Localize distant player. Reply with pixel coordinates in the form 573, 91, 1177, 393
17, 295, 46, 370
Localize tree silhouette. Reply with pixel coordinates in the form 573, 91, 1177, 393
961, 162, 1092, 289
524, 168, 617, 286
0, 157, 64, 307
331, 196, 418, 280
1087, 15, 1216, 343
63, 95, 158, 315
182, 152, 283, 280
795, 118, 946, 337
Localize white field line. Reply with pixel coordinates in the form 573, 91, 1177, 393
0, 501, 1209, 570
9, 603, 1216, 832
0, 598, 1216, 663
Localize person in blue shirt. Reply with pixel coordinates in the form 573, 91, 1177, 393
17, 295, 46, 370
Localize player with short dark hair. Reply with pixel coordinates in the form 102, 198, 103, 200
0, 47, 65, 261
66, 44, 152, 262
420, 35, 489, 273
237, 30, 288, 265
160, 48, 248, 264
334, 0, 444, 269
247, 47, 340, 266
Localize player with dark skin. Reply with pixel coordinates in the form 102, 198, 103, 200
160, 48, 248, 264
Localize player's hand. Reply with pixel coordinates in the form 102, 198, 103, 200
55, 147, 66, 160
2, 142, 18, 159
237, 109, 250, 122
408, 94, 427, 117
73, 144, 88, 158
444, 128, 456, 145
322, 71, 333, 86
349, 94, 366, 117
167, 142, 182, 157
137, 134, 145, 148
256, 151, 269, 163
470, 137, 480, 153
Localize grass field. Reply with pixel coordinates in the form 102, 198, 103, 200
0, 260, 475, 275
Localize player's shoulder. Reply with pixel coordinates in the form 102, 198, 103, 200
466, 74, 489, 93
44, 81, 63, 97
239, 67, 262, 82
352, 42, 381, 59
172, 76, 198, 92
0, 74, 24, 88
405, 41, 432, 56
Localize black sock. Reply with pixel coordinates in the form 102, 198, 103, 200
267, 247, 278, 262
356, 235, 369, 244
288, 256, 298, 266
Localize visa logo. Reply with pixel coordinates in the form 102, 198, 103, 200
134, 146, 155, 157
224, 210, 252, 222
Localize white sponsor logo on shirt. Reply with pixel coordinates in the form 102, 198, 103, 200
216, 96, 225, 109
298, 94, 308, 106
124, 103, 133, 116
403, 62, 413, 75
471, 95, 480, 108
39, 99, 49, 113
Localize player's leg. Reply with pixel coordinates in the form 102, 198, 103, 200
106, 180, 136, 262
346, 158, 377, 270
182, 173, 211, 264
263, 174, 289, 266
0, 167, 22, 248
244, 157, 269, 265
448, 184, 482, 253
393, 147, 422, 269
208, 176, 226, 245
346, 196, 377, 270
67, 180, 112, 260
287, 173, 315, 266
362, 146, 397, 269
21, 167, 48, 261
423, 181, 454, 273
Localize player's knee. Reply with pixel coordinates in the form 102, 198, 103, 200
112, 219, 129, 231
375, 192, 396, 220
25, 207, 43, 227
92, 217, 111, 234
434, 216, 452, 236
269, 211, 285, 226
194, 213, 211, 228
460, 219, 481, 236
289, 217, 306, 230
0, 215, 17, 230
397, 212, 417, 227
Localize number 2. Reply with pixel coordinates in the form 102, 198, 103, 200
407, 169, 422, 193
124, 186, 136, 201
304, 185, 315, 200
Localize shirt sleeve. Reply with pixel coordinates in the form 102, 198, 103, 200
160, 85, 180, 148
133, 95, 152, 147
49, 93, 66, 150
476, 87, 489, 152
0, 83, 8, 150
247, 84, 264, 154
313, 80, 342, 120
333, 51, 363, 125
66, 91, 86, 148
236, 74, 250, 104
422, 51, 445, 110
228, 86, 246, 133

- - - - -

§ Prompt
Starting at the line of the listing that contains "Localize white sponsor" and ending at the line that contains "39, 99, 49, 113", rewrite every line in that span, adding -120 to each bounding-box coordinate and leaving all other text unchanged.

§ Reply
Localize white sponsor logo on shirt. Reply with pixel coordinates in the form 102, 198, 103, 200
96, -24, 105, -11
178, -26, 188, -14
4, -17, 13, -4
283, -58, 293, -45
351, -25, 360, -12
-81, -21, -71, -7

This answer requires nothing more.